Print out the entries below with no edits.

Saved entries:

· · ·

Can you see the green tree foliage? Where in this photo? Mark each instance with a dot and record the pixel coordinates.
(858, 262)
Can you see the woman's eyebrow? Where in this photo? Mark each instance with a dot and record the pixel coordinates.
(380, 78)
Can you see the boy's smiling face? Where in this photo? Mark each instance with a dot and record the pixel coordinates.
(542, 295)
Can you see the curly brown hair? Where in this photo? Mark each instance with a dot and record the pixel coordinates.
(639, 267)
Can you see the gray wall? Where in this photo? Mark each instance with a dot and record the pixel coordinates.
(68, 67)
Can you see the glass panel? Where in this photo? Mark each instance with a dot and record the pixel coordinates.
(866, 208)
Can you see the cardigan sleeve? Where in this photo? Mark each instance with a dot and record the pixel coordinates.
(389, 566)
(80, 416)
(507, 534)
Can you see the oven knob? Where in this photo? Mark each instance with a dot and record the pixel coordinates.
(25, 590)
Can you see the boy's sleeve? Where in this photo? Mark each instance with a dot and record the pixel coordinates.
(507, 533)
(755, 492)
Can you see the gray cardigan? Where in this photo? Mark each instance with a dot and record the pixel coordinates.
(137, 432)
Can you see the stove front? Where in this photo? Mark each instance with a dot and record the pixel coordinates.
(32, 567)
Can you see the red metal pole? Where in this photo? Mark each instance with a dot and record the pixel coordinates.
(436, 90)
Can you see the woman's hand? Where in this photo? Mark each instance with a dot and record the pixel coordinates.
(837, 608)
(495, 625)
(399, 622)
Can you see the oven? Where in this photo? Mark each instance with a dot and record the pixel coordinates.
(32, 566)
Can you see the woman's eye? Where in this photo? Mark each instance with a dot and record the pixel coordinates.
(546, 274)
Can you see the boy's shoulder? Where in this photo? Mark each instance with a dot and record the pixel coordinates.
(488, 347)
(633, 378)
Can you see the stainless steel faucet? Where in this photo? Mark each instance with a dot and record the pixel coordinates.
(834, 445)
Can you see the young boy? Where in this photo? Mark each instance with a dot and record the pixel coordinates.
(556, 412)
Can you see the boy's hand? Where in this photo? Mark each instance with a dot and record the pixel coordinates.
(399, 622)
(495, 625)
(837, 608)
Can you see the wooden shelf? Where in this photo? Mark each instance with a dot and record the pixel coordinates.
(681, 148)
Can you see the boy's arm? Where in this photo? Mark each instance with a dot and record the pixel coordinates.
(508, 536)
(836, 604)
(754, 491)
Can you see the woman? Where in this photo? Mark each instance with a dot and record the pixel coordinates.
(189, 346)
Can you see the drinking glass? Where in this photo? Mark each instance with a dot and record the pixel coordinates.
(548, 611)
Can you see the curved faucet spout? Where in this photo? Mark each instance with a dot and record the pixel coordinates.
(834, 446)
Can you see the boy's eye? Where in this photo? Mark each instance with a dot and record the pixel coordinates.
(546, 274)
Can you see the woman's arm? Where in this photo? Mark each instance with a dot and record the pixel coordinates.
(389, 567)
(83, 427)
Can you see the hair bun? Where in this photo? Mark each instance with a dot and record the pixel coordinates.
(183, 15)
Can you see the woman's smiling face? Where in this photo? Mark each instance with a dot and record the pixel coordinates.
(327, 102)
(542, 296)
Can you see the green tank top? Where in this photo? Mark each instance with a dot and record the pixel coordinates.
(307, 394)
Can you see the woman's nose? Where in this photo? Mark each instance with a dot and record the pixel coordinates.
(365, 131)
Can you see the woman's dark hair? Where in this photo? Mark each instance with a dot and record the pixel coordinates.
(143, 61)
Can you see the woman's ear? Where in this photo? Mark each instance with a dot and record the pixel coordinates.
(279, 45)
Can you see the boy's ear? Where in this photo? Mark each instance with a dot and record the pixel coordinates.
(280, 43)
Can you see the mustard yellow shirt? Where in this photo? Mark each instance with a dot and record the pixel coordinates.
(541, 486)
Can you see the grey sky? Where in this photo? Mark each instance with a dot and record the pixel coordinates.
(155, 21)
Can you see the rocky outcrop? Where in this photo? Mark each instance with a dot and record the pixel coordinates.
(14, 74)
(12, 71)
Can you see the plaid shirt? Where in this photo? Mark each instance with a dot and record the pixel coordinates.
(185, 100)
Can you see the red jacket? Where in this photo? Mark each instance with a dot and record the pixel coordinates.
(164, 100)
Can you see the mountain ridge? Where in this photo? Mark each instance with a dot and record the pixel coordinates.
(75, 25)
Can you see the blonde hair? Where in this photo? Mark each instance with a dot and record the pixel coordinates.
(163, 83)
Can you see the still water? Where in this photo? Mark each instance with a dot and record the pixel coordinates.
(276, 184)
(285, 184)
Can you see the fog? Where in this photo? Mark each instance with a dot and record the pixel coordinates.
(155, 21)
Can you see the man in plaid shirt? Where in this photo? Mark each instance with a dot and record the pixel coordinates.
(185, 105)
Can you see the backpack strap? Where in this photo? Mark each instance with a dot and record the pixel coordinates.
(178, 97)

· · ·

TASK RESULT:
Can you see the green tree foliage? Where in this photo? Mark each instance with a dot and record the pixel coordinates.
(858, 262)
Can you see the woman's eyebrow? Where in this photo? Mark each instance with a dot and record the pixel coordinates.
(380, 78)
Can you see the boy's smiling face? Where in this photo? Mark each instance with a dot and record the pixel coordinates.
(542, 295)
Can you see the curly brown hair? Where in this photo? Mark each instance with a dot and record the pixel coordinates.
(639, 267)
Can you see the gray wall? Where in this photo? Mark each instance with a dot and record the pixel coordinates.
(68, 67)
Can you see the glass panel? Where in this photo? Mark each instance with a dot and record the pixel coordinates.
(866, 208)
Can you see the cardigan sleeve? Where in this photo? Mark each instance with a dot and record the pixel coordinates.
(389, 566)
(80, 416)
(507, 534)
Can you see the oven knob? Where in this photo? Mark each instance with a dot and record the pixel coordinates.
(25, 590)
Can you see the boy's sleeve? Where in this photo? Mark each instance with a dot and record the pixel coordinates.
(507, 533)
(755, 492)
Can you see the gray cardigan? Where in this photo? Mark each instance with a dot and record the pixel coordinates.
(137, 432)
Can you see the stove front? Where in this photo? Mark each instance with a dot and record the pixel coordinates.
(32, 567)
Can you see the red metal pole? Where in this photo? Mark each instance with a dot and record the pixel coordinates.
(436, 90)
Can you see the woman's hand? Where in this photo? Mark each instance with a dot and record the pixel coordinates.
(837, 608)
(495, 625)
(399, 622)
Can you see the oven? Where in this photo? Mark each instance with a dot and record the pixel coordinates.
(32, 566)
Can you see the woman's eye? Where in this photo? Mark each instance with a dot and record the pixel coordinates.
(546, 274)
Can you see the boy's shoulder? Where in this photo? Mark each instance with a dot and record the pixel coordinates.
(488, 347)
(633, 378)
Can you see the stainless steel faucet? Where in this photo? Mark each instance with a dot and record the pixel coordinates.
(834, 445)
Can you see the young boy? Where in this photo? Mark each instance with a dot and record the pixel coordinates.
(556, 412)
Can you see the boy's hand? Where in this photo? Mark each instance with a dot and record the pixel coordinates.
(399, 622)
(495, 625)
(837, 608)
Can you see the wooden shelf? Where in this photo? Mark each instance with a dot and record the pixel coordinates.
(681, 148)
Can you see the boy's arm? Where in this photo? Mark each instance with a dot and record the pixel coordinates.
(508, 536)
(836, 604)
(754, 491)
Can you see the woman? Where in this photo? Mark each instance with a dot and record the pixel coordinates.
(189, 346)
Can you see the drinking glass? Where in this photo? Mark each instance with a dot and record the pixel coordinates.
(548, 611)
Can you see the curved faucet spout? Where in this photo? Mark each instance with a dot and record the pixel coordinates.
(834, 446)
Can you see the boy's eye? Where in this photo? Mark each instance with a dot and record the pixel coordinates.
(546, 274)
Can you see the woman's arm? Where in this photo? Mark each instance with a dot and record the pixel coordinates.
(389, 567)
(83, 427)
Can you see the hair bun? Where in this photo? Mark each instance with a dot and record the pixel coordinates.
(183, 15)
Can you see the woman's smiling face? Where in this photo? Mark each instance with a dot and record the pixel coordinates.
(327, 102)
(542, 296)
Can you see the green tank top? Where in this photo? Mark each instance with a dot and record the pixel coordinates.
(307, 394)
Can you see the woman's nose? Where in this photo? Mark each instance with a dot and record the pixel coordinates.
(365, 131)
Can you see the woman's dark hair? Where in this photo? Mark each instance with a dot and record the pixel coordinates.
(143, 61)
Can you see the woman's ear? Where in this photo? Mark each instance with a dot and record the pixel coordinates.
(279, 45)
Can you see the boy's ear? Where in this photo? Mark each instance with a dot and record the pixel coordinates.
(280, 43)
Can you see the mustard yellow shirt? Where in this photo? Mark each instance with a dot and record the pixel coordinates.
(541, 486)
Can you see the grey sky? Where in this photo? Mark each instance with a dot and record the pixel coordinates.
(155, 21)
Can you see the rocky outcrop? Where in this photo? Mark each instance with a dot and record the pixel coordinates.
(14, 74)
(12, 71)
Can you see the plaid shirt? Where in this photo? Mark each instance with a dot and record the pixel coordinates.
(185, 100)
Can you see the red jacket? Where in this photo? Mark each instance with a dot and record the pixel coordinates.
(164, 100)
Can you see the mountain ridge? Where in this photo? Mark each instance with a dot and record the pixel coordinates.
(75, 25)
Can you see the blonde hair? Where in this photo? Mark each instance with a dot and record the pixel coordinates.
(163, 83)
Can you see the still water? Where in this photo? Mark each instance with a dot and record the pixel coordinates.
(276, 184)
(285, 184)
Can you see the fog? Where in this photo? Mark each instance with a dot and record the pixel coordinates.
(155, 21)
Can you see the man in plaid shirt? Where in this photo? Mark each instance with a dot and record the pixel coordinates.
(185, 105)
Can you see the backpack strap? Where in this photo? Mark each instance with a dot and record the pixel coordinates.
(178, 97)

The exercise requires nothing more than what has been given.